*** Material for this exercise ***

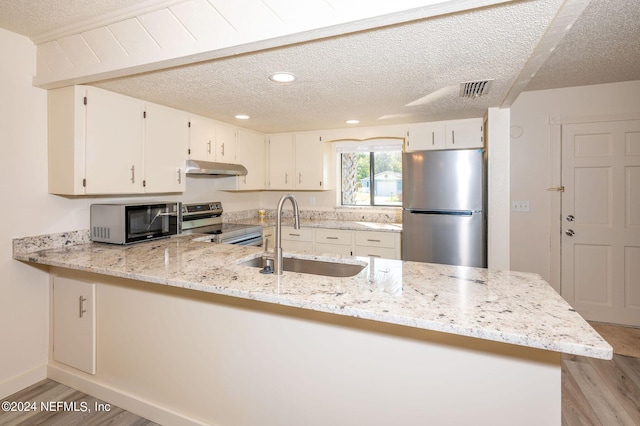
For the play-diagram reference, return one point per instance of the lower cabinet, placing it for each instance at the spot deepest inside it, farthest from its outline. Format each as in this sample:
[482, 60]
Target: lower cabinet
[378, 244]
[337, 241]
[297, 239]
[74, 323]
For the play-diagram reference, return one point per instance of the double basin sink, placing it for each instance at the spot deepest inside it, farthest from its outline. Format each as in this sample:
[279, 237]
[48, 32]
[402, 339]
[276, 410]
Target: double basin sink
[314, 267]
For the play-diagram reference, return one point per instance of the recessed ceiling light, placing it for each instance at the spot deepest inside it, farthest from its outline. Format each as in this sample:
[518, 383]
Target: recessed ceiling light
[282, 77]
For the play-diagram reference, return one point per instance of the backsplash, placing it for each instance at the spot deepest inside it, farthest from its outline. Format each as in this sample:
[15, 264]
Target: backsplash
[383, 215]
[50, 241]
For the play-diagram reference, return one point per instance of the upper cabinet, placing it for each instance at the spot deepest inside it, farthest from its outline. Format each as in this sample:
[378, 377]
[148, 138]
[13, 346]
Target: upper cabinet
[210, 140]
[165, 147]
[101, 143]
[297, 161]
[452, 134]
[251, 154]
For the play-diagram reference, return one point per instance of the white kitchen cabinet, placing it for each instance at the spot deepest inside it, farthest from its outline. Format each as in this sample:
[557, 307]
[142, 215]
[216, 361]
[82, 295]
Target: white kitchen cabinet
[226, 144]
[100, 143]
[202, 138]
[281, 161]
[297, 161]
[165, 148]
[74, 323]
[467, 133]
[268, 237]
[333, 241]
[378, 244]
[423, 136]
[310, 170]
[210, 140]
[95, 142]
[251, 154]
[297, 239]
[451, 134]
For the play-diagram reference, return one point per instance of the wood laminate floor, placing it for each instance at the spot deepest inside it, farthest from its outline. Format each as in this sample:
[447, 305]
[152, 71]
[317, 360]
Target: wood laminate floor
[81, 409]
[594, 392]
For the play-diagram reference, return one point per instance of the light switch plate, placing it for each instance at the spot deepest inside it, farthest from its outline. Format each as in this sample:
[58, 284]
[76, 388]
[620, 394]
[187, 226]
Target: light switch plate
[520, 206]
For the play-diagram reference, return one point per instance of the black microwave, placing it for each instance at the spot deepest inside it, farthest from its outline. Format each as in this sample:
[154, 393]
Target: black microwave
[131, 223]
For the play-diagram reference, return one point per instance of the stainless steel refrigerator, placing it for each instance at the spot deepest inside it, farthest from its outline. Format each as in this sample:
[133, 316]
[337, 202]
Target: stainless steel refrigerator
[444, 207]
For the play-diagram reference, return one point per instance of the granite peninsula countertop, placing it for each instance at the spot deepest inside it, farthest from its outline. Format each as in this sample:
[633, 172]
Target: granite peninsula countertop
[348, 225]
[505, 306]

*** End of Material for this exercise ***

§ **About this task**: Now write out the data word for word, skipping every picture in it.

§ **Response area**:
For the play-diagram reference, return one point per instance of the lower cabinet, placing it for each instance at the spot deepest inside it, farthest from its outline. Format each as in this sample:
[482, 60]
Target: lower cabinet
[378, 244]
[337, 241]
[297, 239]
[74, 323]
For the play-diagram reference, return one point per instance of the double basin sink, placing it for each instance at the spot deepest inside it, farthest from its outline. Format each as in this sample:
[279, 237]
[48, 32]
[402, 339]
[276, 410]
Target: double basin sink
[314, 267]
For the play-diagram reference, return one point per instance of the recessed ceiling light, placing it for each instance at the spot deepest inside it, farthest from its outline. Format each as in this sample:
[518, 383]
Target: recessed ceiling light
[282, 77]
For the play-diagram reference, return one point per instance of the backsplash, placing it for each instance at the spot deepest inside it, farthest from its outline. Format each as in this sample:
[15, 264]
Target: backsplash
[383, 215]
[50, 241]
For the play-diagram reference, return one point per instance of the upper cabinet, placing it for each instance at the spot deepest inside it, farthest from its outline. Format each as in this sample:
[378, 377]
[148, 138]
[13, 346]
Target: upper cabinet
[210, 140]
[165, 147]
[101, 143]
[297, 161]
[452, 134]
[251, 154]
For the play-diagram reference, return one point per instance of the white kitchen cabinet, placing it for each instance at the spot deepest inside it, farthest from its outline. Format each as in this sample:
[557, 307]
[142, 215]
[216, 361]
[82, 295]
Target: white kitchen cabinet
[226, 144]
[100, 143]
[202, 138]
[281, 161]
[297, 161]
[165, 148]
[74, 323]
[467, 133]
[268, 237]
[333, 241]
[378, 244]
[423, 136]
[310, 170]
[210, 140]
[95, 142]
[251, 154]
[297, 239]
[451, 134]
For the play-diagram reference, return one point per instance of the wood laminate floor, placing it for each instance at the spot deepest inside it, farthest from its outline. Format each as in this sample:
[447, 305]
[152, 71]
[317, 360]
Target: wood laminate floor
[81, 409]
[594, 392]
For the play-diagram reference, return one point per instance of the light switch plate, placing it for each instance at the spot deepest inside it, farthest from its outline. Format each as in this sample:
[58, 284]
[76, 388]
[620, 394]
[187, 226]
Target: light switch plate
[520, 206]
For the play-diagram reference, return one point per instance of the black microwave, placing it for each instance at the spot deepest inside it, farthest from its outline. Format each as in this sample:
[154, 393]
Target: black microwave
[131, 223]
For the play-diagram reference, return one point per instance of the stainless steel refrigerator, placing it for each instance at the spot deepest inside it, farthest from its outline. Format each as in this sample:
[133, 316]
[337, 202]
Target: stainless steel refrigerator
[444, 207]
For the play-diagram reference, return one point per instance of the granite peninsula countertop, placing it for each instance at the spot deepest inside it, farthest from its outline. Format each as in this sample:
[633, 172]
Target: granite peninsula countertop
[348, 225]
[505, 306]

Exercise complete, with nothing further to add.